TASK DETAILS:
Locate every line in the items below that contains the word "each", and copy those lines.

MATERIAL:

--- start ---

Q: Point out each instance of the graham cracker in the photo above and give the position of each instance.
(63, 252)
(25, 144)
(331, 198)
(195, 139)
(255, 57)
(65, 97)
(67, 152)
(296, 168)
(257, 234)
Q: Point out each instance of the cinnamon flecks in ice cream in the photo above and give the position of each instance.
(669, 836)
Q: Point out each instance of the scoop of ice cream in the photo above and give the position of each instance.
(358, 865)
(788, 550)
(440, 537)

--- end ---
--- start ---

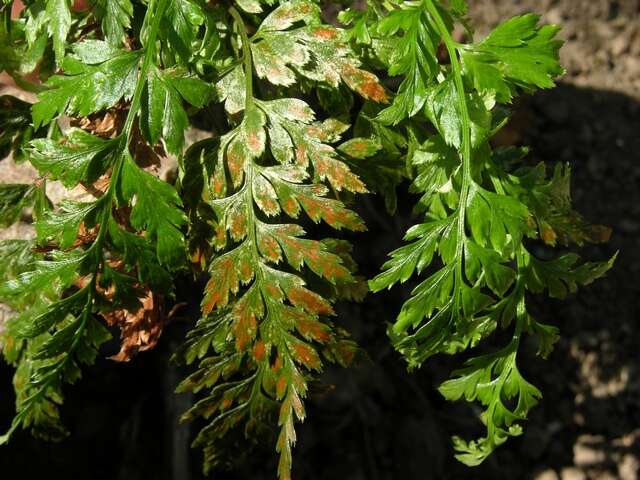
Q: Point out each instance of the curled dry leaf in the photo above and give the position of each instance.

--- end ---

RESULT OF THE EXERCISE:
Q: Point out each instance of the graham cracker in the photo above and give the position of each instance.
Q: Point out each instance of the cinnamon flecks in ice cream in the photo above and give the position of each instance.
Q: Point out each instance of the scoop of ice cream in the photo above and give the position of each instance.
Q: Point out each instance of the curled dry leaf in the photo above and give the position of each instance.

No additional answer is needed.